(Pointing and labeling entries)
◇ ◇ ◇ ◇ ◇ ◇ ◇
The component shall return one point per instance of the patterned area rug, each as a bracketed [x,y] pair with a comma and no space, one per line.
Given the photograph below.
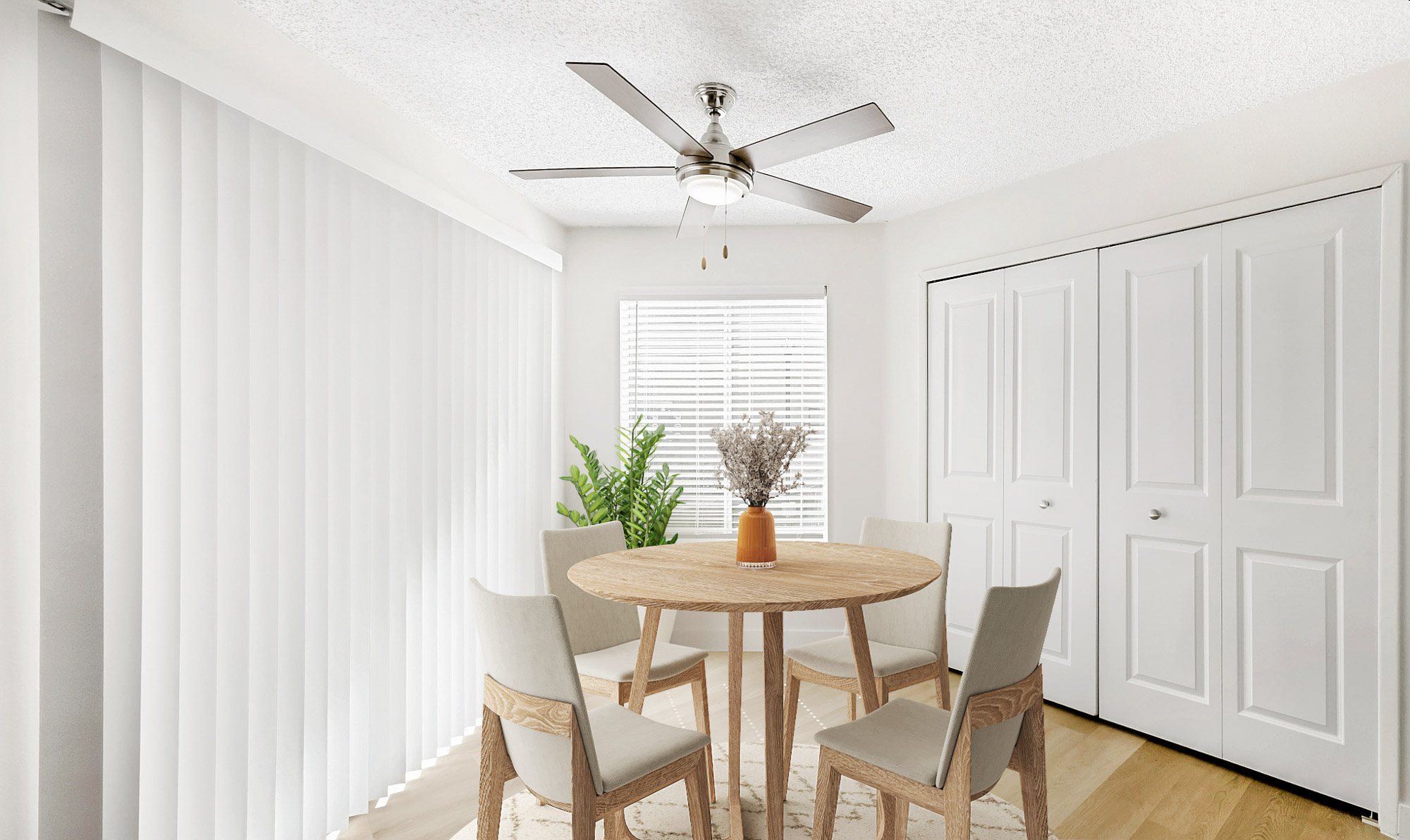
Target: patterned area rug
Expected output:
[663,814]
◇ ◇ ◇ ◇ ◇ ◇ ◇
• _BRIEF_:
Recast the lines above as a Markdown table with the columns "Row" and "Line," numbering each row and skipping blank lines. Leave the pictures out of your answer.

• _RESULT OF THE EXERCISE_:
| Row | Line |
|---|---|
| 1 | The component shall return one point per instance of the patterned area rug, each as a bracketed [x,y] pair with a comma and no space, one per line. |
| 2 | Given the photograph below. |
| 3 | Target: patterned area rug |
| 4 | Expected output: |
| 5 | [663,814] |